Problem requirements: For each statement about the passage headed "Elation" below, answer yes or no on whether the passage agrees, quoting the words that decide it: (a) She and her future husband first met in Paris. (b) They married in 2004. (c) The first time he became physical, he slapped her face.

Selected passage:
===============

Elation
14 years ago, at 28 years old, she met her ex-husband. They met in Paris and when she moved back to the USA, back to her home state of Illinois, he moved with her. At the time, it seemed so romantic. He was funny and charming, but she knew he had a bit of a mean side.
“I didn’t know how mean it was until later”
They were married in 2004. It started with verbal and emotional abuse. He’s play up her insecurities calling her old and ugly, saying he should be with someone younger than her. He would say slanderous things about and to her family, both her parents and her sister. He came from a very wealthy family in Spain and had a very machismo attitude. He’d mock her family’s income level and was incredibly cruel, calling her father a failure among other things.
“You wouldn’t even believe the things he said to my dad”
She remembers the first time he became physical with her. While he was angry, she saw the situation accelerating and then he crossed that line. He punched her in the arm. Even with that, she didn’t consider leaving him. The abuse was her secret, a secret that she didn’t enjoy and became more traumatized as the severity increased.

===============

(Referring expression pointing data)
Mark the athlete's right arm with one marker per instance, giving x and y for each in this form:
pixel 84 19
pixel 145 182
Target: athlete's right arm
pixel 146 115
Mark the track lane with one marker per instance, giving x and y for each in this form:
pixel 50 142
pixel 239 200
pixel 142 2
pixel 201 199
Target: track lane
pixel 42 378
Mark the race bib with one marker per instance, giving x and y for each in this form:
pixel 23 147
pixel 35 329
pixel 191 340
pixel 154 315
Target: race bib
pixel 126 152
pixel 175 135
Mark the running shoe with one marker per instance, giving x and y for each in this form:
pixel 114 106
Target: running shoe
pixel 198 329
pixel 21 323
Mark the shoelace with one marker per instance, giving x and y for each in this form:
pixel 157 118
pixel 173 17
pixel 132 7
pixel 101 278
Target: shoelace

===============

Solution to the exercise:
(a) Yes: "They met in Paris"
(b) Yes: "They were married in 2004."
(c) No: "He punched her in the arm."